→ Exercise objective:
For every record that follows, write out the text exactly and omit the picture, if one is present.

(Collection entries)
+---+
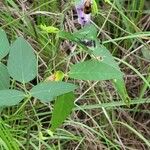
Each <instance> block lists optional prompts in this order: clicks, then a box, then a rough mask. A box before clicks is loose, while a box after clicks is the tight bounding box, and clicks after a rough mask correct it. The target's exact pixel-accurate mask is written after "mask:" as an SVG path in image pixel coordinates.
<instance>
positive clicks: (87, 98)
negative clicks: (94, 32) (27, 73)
mask: <svg viewBox="0 0 150 150" xmlns="http://www.w3.org/2000/svg"><path fill="white" fill-rule="evenodd" d="M20 2H21V1H20ZM60 3H61V2H60V1H54V0H50V1H48V0H40V1H31V3H30V2H28V1H26V2H22V3H19V2H17V1H15V0H7V1H6V0H4V1H3V2H0V18H1V19H0V25H1V27H2V28H3V29H4V30H5V31H6V33H7V35H8V38H9V40H10V41H13V40H14V39H15V38H16V36H23V37H24V38H25V39H26V40H28V41H29V43H30V44H31V45H32V46H33V47H34V49H35V53H36V54H37V57H38V60H39V62H38V65H39V68H38V69H39V74H38V79H37V82H40V81H43V80H45V78H46V77H47V76H50V75H51V74H52V73H53V72H54V71H56V70H62V71H64V72H68V71H69V70H70V67H71V65H72V64H74V63H77V62H79V61H83V60H86V59H88V55H87V53H86V52H83V51H82V50H81V49H80V47H75V46H74V45H72V43H71V42H70V43H69V41H63V40H60V39H58V37H57V36H56V35H55V34H45V33H43V32H42V31H41V29H40V27H39V26H40V24H46V25H49V26H54V27H57V28H59V29H60V30H66V31H76V30H78V29H79V28H80V26H79V24H78V23H76V22H75V21H77V20H75V18H73V11H72V9H74V6H73V2H72V1H67V2H64V4H60ZM100 4H101V5H99V6H98V8H99V12H98V14H97V16H95V17H93V23H95V25H96V27H97V28H98V30H99V34H98V38H99V39H100V41H101V42H102V44H103V45H105V46H106V47H107V48H108V50H109V51H110V52H111V53H112V54H113V55H114V57H115V58H116V61H117V62H118V63H119V65H120V67H121V69H122V70H123V72H124V73H125V81H126V87H127V89H128V93H129V96H130V97H131V105H130V107H127V106H126V104H125V103H124V102H123V101H122V100H121V99H120V97H119V95H118V93H117V92H116V90H115V89H114V87H113V85H112V84H111V83H110V82H109V81H103V82H88V81H77V80H71V79H67V78H65V80H70V81H71V82H75V83H76V84H78V85H79V89H78V90H77V91H76V100H75V105H76V107H75V108H74V109H73V112H72V114H71V115H70V117H69V118H68V119H67V120H66V121H65V122H64V124H63V125H62V126H61V127H60V128H58V129H57V131H56V132H54V133H53V134H52V133H51V132H50V130H49V129H50V119H51V114H52V109H53V103H50V104H44V103H40V102H39V101H38V100H37V99H31V100H25V101H23V102H21V103H20V104H19V105H17V106H13V107H9V108H4V109H1V110H0V114H1V119H0V149H1V150H5V149H6V150H11V149H12V150H15V149H16V150H17V149H23V150H86V149H87V150H93V149H94V150H96V149H112V150H120V149H126V150H142V149H149V148H150V138H149V133H150V117H149V114H150V112H149V107H150V90H149V89H150V72H149V71H150V69H149V68H150V67H149V63H150V58H149V59H148V58H145V57H144V55H143V53H142V50H144V48H146V49H147V50H148V51H150V46H149V42H150V24H149V21H148V17H150V11H149V7H148V6H150V2H149V0H138V1H137V0H133V1H132V0H128V1H119V0H118V1H117V0H116V1H112V3H110V4H108V3H105V2H104V1H102V0H101V1H100ZM62 43H63V44H62ZM62 45H63V46H62ZM68 47H70V48H71V50H73V51H72V52H71V53H70V52H69V53H67V48H68ZM3 62H4V63H5V62H6V59H3ZM32 84H34V83H31V84H29V87H30V85H32ZM20 86H21V87H20ZM14 87H16V88H18V89H23V88H24V87H22V85H20V84H18V83H17V82H14V81H12V82H11V88H14Z"/></svg>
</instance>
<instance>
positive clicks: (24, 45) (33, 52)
mask: <svg viewBox="0 0 150 150" xmlns="http://www.w3.org/2000/svg"><path fill="white" fill-rule="evenodd" d="M8 71H9V74H10V75H11V76H12V78H14V79H15V80H17V81H20V82H22V83H27V82H29V81H31V80H32V79H34V78H35V77H36V74H37V66H36V57H35V54H34V52H33V48H32V47H31V45H30V44H29V43H28V42H27V41H25V39H23V38H21V37H19V38H17V40H16V41H15V42H14V43H13V44H12V46H11V49H10V54H9V59H8Z"/></svg>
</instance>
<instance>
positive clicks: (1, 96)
mask: <svg viewBox="0 0 150 150" xmlns="http://www.w3.org/2000/svg"><path fill="white" fill-rule="evenodd" d="M24 97H25V94H24V93H23V92H21V91H17V90H0V107H5V106H13V105H17V104H18V103H19V102H20V101H21V100H22V99H23V98H24Z"/></svg>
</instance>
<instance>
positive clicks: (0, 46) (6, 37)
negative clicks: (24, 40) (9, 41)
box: [0, 28, 10, 60]
mask: <svg viewBox="0 0 150 150" xmlns="http://www.w3.org/2000/svg"><path fill="white" fill-rule="evenodd" d="M9 48H10V47H9V42H8V39H7V35H6V33H5V31H4V30H2V29H1V28H0V60H1V59H2V58H3V57H5V56H6V55H7V54H8V52H9Z"/></svg>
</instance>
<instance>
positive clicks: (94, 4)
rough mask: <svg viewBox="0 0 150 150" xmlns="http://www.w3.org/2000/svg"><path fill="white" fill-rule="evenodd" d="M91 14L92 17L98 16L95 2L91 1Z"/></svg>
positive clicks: (97, 12)
mask: <svg viewBox="0 0 150 150" xmlns="http://www.w3.org/2000/svg"><path fill="white" fill-rule="evenodd" d="M92 14H93V15H97V14H98V5H97V2H96V1H95V0H93V4H92Z"/></svg>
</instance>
+---+
→ Exercise answer:
Each <instance> block lists optional prompts in this order: clicks, then a box, then a rough mask. A box before clicks is loose, while a box after clicks is the tight bounding box, and clicks after a rough mask correct it. The target's exact pixel-accurate mask is written after "mask:" as an SVG path in image pixel coordinates.
<instance>
positive clicks: (87, 98)
negative clicks: (94, 32) (27, 73)
mask: <svg viewBox="0 0 150 150" xmlns="http://www.w3.org/2000/svg"><path fill="white" fill-rule="evenodd" d="M20 2H21V1H20ZM60 3H61V2H60V1H54V0H50V1H48V0H40V1H31V3H30V2H28V1H26V2H22V3H19V2H17V1H15V0H7V1H6V0H4V1H3V2H0V18H1V19H0V25H1V27H2V28H3V29H4V30H5V31H6V33H7V35H8V38H9V40H10V41H13V40H14V39H15V38H16V36H23V37H24V38H25V39H26V40H28V41H29V43H30V44H31V45H32V46H33V47H34V49H35V53H36V54H37V57H38V60H39V62H38V65H39V68H38V69H39V74H38V79H37V82H40V81H43V80H45V78H46V77H47V76H50V75H51V74H52V73H53V72H54V71H56V70H62V71H64V72H68V71H69V70H70V67H71V65H72V64H74V63H77V62H79V61H83V60H86V59H88V55H87V53H86V52H83V51H82V50H81V49H80V47H75V46H74V45H72V43H71V42H70V43H69V41H63V40H60V39H58V37H57V36H56V35H55V34H45V33H43V32H42V31H41V29H40V27H39V26H40V24H46V25H49V26H54V27H57V28H59V29H60V30H66V31H76V30H78V29H79V28H80V26H79V24H78V23H76V22H75V21H77V20H75V18H73V11H72V9H74V6H73V2H72V1H67V2H64V4H60ZM100 4H101V5H99V6H98V8H99V12H98V14H97V16H95V17H93V23H95V25H96V27H97V28H98V30H99V34H98V38H99V39H100V41H101V42H102V44H103V45H105V46H106V47H107V48H108V50H109V51H110V52H111V53H112V54H113V55H114V57H115V58H116V61H117V62H118V63H119V65H120V67H121V69H122V70H123V72H124V73H125V81H126V87H127V89H128V93H129V96H130V97H131V105H130V107H127V106H126V104H125V103H124V102H123V101H122V100H121V99H120V97H119V95H118V93H117V92H116V90H115V89H114V87H113V85H112V84H111V83H110V82H109V81H103V82H88V81H77V80H71V79H67V78H65V80H70V81H71V82H75V83H76V84H78V85H79V89H78V90H77V91H76V100H75V105H76V107H75V108H74V109H73V112H72V114H71V115H70V117H69V118H68V119H67V120H66V121H65V122H64V124H63V125H62V126H61V127H60V128H58V129H57V131H56V132H54V133H53V134H52V133H51V132H50V130H49V129H50V119H51V114H52V109H53V103H50V104H44V103H40V102H39V101H38V100H37V99H31V100H25V101H23V102H21V103H20V104H19V105H17V106H13V107H9V108H4V109H1V110H0V114H1V119H0V149H1V150H5V149H6V150H11V149H12V150H15V149H16V150H17V149H23V150H86V149H87V150H93V149H94V150H96V149H112V150H120V149H126V150H142V149H149V148H150V138H149V133H150V117H149V114H150V112H149V107H150V90H149V89H150V72H149V71H150V69H149V68H150V67H149V63H150V58H149V59H148V58H145V57H144V55H143V53H142V50H144V48H146V49H147V50H148V51H150V46H149V42H150V24H149V21H148V17H150V11H149V7H148V6H150V2H149V0H138V1H137V0H133V1H132V0H128V1H119V0H118V1H117V0H116V1H112V3H110V4H108V3H105V2H104V1H102V0H101V1H100ZM62 43H63V44H62ZM62 45H63V46H62ZM68 47H70V48H71V50H73V51H72V52H71V53H70V52H69V53H67V48H68ZM3 62H4V63H5V62H6V59H3ZM32 84H34V83H31V84H29V87H30V85H32ZM20 86H21V87H20ZM14 87H16V88H18V89H23V88H24V87H22V85H20V84H18V83H17V82H14V81H12V82H11V88H14Z"/></svg>
</instance>
<instance>
positive clicks: (24, 45) (33, 52)
mask: <svg viewBox="0 0 150 150" xmlns="http://www.w3.org/2000/svg"><path fill="white" fill-rule="evenodd" d="M8 71H9V74H10V75H11V76H12V78H14V79H15V80H17V81H20V82H22V83H27V82H29V81H31V80H32V79H34V78H35V77H36V74H37V66H36V57H35V54H34V52H33V48H32V47H31V45H30V44H29V43H28V42H27V41H25V39H23V38H21V37H19V38H17V40H16V41H15V42H14V43H13V44H12V46H11V49H10V54H9V59H8Z"/></svg>
</instance>
<instance>
positive clicks: (1, 96)
mask: <svg viewBox="0 0 150 150" xmlns="http://www.w3.org/2000/svg"><path fill="white" fill-rule="evenodd" d="M24 97H25V94H24V93H23V92H21V91H17V90H0V107H5V106H13V105H17V104H18V103H19V102H20V101H21V100H22V99H23V98H24Z"/></svg>
</instance>
<instance>
positive clicks: (0, 46) (6, 37)
negative clicks: (24, 40) (9, 41)
box: [0, 28, 10, 60]
mask: <svg viewBox="0 0 150 150" xmlns="http://www.w3.org/2000/svg"><path fill="white" fill-rule="evenodd" d="M9 48H10V47H9V42H8V39H7V35H6V33H5V31H4V30H2V29H1V28H0V60H1V59H2V58H3V57H5V56H6V55H7V54H8V52H9Z"/></svg>
</instance>
<instance>
positive clicks: (94, 4)
rough mask: <svg viewBox="0 0 150 150" xmlns="http://www.w3.org/2000/svg"><path fill="white" fill-rule="evenodd" d="M91 14L92 17L98 16L95 2L91 1Z"/></svg>
positive clicks: (97, 12)
mask: <svg viewBox="0 0 150 150" xmlns="http://www.w3.org/2000/svg"><path fill="white" fill-rule="evenodd" d="M92 14H93V15H97V14H98V5H97V2H96V1H95V0H93V4H92Z"/></svg>
</instance>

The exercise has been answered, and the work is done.